┌─ Document passage

Through the Lens of Our Patients

October 03, 2019

Perspectives in Primary Care (formally the Primary Care Review) features perspectives from practitioners and students representing organizations, practices, and institutions across the country and around the world. All opinions expressed in this article are owned by the author(s).

My patient sat back in her chair, shoulders curled forward over her substantial belly, two canes leaning against the counter next to her. “No, doctor, I need you to say that you WILL make this happen, not that you will ‘try’. Can you say that?” It was an uncomfortable moment. As a physician I am not used to having my words dictated to me, and I did not take to it very well.

She was about to be released from rehabilitation, recovering from surgery. She usually lives in her own home, by herself, but with a support team due to her serious mental and physical illnesses. During her stay in rehabilitation her complex care nurse had been discontinued, and she had not yet met the replacement. She needed me to arrange house cleaners to clear a path from the front door to her bedroom, through the accumulated debris (and treasures) of her life. And to wipe the filth from her counter tops. And maybe someone to help her order food, since she did not want the meal delivery service any more. Visions of broken hips and an A1C levels rising faster than a comet played through my mind.

Then she spoke about her thickened ankles, and listed off (correctly) the last four serum calcium levels in her blood, saying that she thought the (slightly elevated) calcium was responsible for the swelling and could I please give her a medicine for that. She asked for me to renew prescriptions for five supplements that she likes to take, along with her approximately 18 prescription medications, to manage her many medical problems. Then she shared information about her fit-bit and all of the associated apps and computer programs that were going to help her get to a healthy weight and manage her blood sugar. She told me about the alarms on her computer that go off every 15 minutes or so, to remind her to take her medications, or drink water, or stand up and move around. She seemed tired but also determined as she gazed intently at me from beneath arched eyebrows, insisting that I help her.

└─
┌─ Extracted material

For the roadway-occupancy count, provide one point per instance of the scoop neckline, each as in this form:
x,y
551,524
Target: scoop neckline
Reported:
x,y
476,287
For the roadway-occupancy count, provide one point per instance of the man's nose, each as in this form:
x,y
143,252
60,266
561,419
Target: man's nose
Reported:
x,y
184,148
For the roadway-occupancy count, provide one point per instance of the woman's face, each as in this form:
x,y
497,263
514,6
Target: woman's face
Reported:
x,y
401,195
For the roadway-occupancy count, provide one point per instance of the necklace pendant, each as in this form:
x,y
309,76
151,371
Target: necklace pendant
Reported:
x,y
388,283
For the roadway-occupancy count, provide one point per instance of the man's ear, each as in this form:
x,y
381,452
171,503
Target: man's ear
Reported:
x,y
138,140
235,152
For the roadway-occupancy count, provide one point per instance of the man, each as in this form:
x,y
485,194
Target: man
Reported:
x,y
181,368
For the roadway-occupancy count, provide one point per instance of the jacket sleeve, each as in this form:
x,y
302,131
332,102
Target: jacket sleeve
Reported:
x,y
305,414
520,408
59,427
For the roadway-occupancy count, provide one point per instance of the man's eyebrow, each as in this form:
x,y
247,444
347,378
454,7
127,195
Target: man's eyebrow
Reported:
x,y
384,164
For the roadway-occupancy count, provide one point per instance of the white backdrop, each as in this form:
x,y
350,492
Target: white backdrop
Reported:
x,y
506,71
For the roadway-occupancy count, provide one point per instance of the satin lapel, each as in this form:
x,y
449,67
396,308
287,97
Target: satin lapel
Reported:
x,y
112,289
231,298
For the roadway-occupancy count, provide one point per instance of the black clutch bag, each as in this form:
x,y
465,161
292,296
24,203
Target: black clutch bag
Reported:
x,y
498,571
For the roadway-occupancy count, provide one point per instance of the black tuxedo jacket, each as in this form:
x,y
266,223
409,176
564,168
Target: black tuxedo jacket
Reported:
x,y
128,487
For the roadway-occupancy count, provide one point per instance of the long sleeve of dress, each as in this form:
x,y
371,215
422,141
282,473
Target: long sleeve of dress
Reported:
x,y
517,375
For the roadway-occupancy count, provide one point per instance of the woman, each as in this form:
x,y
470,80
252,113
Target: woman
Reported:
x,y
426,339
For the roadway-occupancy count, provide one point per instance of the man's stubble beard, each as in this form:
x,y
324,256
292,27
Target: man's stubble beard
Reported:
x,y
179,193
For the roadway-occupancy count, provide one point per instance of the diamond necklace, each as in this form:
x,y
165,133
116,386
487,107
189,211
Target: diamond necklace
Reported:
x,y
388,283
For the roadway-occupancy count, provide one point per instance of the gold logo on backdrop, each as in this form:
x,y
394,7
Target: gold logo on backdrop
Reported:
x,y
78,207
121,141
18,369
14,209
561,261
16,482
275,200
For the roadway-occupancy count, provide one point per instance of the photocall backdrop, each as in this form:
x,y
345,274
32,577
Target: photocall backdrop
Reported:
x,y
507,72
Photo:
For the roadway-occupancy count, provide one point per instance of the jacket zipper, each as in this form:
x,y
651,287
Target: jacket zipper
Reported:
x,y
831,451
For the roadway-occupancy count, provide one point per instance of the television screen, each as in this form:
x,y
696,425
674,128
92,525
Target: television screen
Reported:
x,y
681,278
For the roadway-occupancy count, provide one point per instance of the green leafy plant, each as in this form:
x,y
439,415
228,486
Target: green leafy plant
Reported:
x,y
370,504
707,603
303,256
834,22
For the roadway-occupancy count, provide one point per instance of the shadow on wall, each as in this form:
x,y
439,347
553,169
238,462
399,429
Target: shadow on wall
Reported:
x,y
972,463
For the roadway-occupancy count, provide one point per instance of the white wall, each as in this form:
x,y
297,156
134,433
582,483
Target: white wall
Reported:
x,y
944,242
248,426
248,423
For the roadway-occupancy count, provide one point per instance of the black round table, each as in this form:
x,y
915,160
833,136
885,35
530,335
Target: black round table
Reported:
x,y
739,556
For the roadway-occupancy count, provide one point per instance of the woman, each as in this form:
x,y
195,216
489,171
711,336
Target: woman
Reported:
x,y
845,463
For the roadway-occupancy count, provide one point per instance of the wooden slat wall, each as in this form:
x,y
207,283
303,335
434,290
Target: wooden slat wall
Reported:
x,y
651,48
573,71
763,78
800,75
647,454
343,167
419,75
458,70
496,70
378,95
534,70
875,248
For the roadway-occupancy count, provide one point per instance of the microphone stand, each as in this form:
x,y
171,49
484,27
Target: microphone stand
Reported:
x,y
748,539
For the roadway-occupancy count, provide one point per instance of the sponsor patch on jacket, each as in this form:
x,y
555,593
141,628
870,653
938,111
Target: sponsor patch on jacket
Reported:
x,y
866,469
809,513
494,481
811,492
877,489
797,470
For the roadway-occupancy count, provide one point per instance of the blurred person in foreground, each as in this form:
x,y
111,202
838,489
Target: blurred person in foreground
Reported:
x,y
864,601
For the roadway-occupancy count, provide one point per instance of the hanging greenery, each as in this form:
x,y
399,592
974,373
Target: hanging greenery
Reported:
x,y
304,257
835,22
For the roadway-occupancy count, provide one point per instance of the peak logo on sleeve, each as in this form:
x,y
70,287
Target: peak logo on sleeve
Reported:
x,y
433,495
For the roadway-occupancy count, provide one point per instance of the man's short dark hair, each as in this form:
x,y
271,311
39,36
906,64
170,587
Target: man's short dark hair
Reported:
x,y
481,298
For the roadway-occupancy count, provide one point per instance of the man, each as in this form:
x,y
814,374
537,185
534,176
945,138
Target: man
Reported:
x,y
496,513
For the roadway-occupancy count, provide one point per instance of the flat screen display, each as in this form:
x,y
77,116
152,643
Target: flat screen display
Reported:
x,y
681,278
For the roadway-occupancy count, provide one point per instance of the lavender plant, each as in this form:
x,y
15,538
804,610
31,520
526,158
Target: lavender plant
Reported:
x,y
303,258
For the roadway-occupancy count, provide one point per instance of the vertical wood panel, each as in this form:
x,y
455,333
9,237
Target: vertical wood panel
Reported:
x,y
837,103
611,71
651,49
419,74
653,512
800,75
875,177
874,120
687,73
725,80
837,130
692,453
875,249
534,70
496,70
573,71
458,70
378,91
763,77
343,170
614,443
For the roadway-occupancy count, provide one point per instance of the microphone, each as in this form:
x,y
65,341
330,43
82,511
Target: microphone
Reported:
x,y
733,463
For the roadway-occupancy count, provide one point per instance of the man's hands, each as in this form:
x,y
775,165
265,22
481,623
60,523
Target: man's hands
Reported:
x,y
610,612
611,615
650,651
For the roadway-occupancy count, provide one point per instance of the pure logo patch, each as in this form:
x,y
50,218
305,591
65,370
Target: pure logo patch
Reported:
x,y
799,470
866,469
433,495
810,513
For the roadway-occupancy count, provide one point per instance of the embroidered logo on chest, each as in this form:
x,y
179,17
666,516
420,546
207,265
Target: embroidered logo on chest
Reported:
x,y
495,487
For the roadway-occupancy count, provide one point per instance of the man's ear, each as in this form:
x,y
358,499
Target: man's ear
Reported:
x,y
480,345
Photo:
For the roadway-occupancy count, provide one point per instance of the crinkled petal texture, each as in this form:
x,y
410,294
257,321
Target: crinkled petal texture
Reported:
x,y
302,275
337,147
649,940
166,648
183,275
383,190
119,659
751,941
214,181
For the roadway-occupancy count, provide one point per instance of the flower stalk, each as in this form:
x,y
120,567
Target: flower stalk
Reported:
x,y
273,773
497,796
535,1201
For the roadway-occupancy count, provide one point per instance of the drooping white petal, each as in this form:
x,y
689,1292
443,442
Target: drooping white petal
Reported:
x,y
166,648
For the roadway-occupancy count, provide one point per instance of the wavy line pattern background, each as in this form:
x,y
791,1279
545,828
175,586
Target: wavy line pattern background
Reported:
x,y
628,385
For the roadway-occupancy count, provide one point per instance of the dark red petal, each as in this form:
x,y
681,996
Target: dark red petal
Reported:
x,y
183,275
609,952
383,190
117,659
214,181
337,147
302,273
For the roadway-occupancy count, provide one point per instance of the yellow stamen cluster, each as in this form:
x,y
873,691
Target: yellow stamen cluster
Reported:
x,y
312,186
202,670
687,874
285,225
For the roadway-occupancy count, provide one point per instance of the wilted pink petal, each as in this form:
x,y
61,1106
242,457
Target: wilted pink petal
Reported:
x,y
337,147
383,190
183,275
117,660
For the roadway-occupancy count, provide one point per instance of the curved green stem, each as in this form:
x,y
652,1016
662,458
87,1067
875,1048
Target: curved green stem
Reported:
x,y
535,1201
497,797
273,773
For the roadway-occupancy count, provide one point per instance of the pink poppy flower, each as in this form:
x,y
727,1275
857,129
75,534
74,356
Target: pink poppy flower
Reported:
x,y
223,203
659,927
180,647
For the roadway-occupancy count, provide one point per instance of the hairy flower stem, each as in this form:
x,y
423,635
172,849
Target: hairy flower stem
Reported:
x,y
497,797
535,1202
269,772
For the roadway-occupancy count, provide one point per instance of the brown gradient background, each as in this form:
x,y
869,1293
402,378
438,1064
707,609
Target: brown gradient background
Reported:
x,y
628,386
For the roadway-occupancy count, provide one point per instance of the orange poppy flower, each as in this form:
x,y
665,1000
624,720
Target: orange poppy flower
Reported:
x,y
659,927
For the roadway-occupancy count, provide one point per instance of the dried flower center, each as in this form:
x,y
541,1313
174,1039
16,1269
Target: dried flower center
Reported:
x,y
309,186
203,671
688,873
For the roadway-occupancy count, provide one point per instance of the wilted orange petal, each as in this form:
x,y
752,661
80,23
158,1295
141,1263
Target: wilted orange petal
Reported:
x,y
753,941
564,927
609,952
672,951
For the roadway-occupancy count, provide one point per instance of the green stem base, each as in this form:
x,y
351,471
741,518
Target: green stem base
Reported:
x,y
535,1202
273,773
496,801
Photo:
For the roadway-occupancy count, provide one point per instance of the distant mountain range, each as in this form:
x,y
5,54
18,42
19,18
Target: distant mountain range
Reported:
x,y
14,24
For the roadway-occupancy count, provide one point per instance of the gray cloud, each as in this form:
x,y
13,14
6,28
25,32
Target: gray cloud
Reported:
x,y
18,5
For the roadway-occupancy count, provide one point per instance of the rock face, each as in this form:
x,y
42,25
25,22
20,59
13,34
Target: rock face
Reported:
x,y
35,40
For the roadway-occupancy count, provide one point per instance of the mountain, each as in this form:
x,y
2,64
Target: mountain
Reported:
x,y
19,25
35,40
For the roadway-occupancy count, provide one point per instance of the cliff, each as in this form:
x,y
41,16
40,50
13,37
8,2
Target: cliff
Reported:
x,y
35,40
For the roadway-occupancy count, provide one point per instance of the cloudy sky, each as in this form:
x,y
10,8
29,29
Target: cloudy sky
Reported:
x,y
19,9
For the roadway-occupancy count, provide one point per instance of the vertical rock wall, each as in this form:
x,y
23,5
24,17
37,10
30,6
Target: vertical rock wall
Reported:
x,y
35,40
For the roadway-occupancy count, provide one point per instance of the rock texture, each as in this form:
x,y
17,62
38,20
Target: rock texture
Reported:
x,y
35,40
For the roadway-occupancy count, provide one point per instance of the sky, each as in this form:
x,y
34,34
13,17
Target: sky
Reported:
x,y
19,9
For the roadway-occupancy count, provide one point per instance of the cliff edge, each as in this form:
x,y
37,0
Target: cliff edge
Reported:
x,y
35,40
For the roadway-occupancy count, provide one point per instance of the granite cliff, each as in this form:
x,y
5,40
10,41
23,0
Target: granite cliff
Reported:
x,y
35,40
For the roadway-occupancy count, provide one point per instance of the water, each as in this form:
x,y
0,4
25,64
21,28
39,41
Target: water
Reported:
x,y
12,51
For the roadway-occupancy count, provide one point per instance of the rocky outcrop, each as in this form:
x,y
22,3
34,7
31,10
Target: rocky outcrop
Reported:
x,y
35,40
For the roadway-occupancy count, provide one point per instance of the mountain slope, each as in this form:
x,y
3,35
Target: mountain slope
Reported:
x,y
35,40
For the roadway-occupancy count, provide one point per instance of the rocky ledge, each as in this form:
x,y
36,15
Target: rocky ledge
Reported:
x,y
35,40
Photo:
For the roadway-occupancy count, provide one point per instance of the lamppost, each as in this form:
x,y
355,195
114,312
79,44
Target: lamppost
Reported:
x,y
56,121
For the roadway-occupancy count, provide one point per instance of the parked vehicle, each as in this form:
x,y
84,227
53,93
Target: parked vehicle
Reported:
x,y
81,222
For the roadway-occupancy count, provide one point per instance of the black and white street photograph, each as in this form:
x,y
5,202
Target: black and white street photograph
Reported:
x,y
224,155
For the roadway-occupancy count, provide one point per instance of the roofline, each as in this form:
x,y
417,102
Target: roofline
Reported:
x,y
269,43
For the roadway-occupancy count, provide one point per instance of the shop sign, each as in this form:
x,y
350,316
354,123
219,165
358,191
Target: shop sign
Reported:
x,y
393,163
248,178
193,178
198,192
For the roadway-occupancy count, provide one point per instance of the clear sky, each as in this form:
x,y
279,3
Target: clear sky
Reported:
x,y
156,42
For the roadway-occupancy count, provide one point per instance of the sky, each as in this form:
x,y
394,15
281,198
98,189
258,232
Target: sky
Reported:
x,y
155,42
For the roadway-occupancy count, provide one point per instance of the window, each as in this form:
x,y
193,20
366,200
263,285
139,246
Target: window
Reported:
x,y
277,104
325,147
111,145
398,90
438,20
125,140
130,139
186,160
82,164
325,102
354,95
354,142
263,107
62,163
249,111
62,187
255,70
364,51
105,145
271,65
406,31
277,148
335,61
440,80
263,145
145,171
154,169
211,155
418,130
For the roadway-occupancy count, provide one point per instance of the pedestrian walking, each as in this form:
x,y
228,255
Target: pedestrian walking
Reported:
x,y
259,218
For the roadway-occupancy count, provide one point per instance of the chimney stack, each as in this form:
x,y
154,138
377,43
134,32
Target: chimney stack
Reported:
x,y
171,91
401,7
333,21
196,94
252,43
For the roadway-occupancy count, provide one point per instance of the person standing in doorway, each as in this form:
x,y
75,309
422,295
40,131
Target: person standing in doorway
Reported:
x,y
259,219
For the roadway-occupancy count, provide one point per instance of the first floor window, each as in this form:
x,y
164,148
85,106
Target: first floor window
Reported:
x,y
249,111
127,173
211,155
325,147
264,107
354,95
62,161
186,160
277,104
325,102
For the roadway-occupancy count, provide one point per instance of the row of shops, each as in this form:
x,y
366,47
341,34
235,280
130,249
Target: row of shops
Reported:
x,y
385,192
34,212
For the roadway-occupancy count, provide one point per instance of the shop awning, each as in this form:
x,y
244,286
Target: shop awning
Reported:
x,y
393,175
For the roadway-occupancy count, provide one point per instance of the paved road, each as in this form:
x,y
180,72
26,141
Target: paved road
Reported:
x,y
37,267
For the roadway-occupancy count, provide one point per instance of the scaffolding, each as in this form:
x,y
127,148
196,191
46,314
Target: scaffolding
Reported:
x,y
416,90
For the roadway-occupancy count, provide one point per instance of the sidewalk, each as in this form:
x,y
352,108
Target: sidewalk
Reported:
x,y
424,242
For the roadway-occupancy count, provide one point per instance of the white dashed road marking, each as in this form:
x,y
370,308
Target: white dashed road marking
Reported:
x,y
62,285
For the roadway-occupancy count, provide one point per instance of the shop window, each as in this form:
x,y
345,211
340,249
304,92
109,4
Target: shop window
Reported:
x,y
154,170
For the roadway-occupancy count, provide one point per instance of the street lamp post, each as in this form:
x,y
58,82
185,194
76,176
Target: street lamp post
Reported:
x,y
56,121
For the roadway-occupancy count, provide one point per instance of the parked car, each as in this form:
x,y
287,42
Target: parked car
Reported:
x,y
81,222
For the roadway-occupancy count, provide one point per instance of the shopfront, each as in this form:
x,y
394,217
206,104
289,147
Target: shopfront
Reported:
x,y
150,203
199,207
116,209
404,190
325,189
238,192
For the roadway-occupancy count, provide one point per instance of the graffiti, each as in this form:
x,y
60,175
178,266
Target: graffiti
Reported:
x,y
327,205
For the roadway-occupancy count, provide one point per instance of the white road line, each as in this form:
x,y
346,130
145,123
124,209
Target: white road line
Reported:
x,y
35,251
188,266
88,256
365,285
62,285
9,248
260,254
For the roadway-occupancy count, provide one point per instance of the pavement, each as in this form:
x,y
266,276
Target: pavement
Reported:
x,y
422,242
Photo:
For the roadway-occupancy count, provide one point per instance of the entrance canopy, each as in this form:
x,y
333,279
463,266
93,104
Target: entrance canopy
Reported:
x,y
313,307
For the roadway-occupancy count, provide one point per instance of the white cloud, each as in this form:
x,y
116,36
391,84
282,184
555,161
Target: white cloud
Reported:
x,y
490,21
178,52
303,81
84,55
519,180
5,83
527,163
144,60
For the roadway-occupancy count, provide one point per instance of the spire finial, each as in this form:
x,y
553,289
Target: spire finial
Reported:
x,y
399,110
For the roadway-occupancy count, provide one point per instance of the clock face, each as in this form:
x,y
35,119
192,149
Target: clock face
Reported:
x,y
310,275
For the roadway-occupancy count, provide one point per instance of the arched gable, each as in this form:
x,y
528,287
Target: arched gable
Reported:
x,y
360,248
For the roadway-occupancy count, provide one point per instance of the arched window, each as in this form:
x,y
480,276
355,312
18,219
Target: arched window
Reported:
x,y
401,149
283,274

└─

--- Description of the task ---
Could you carry on the primary care essay about the patient leaving rehabilitation, picking up right after its last sentence?

--- Answer box ---
In our era of patient centered medical home many things have changed. We have teams assembled to care for our patients, of which the clinician is no longer the sole driver, but rather one more person with a role to fulfill in the shared goal of meeting patient needs. We have nurse educators and complex care managers, and pharmacologists and a behavioral health team. Even with all of this, at least one thing should not – cannot- change if we are still to be successful in primary care. Clinicians still need to sit, with single-minded attention, and deeply listen to patients. While my patient shared her needs and concerns I stopped doing medication reconciliation. I stopped clicking boxes on her problem list. I took a break from hunting for which preventive measures were due, and left off my progress note in the EMR. I just sat with her in this place of chaos. Of her gathering more and more details in an effort to make sense out of her life, forever changed by a long-past history of trauma. I allowed myself to not just see but also feel the complexity of her internal situation. Trying so hard to corral all of her problems and all of the data - and gathering more data- in an effort to control her life. In an effort to regain the control, autonomy, and understanding that had been taken from her when she was a little girl and was abused.

Many people can order medications, and compare lists, and check databases. Few will take the time, and take the risk, to sit in an uncomfortable - even a terrifying - place with a desperately ill patient, to share the space with the patient, and then look forward through the same lens, from the same place, and imagine a different future. To join the patient to think about a path that the patient (not the clinician) might imagine to get from here to there. This is the heart of hearts of family medicine, of primary care, of being a physician.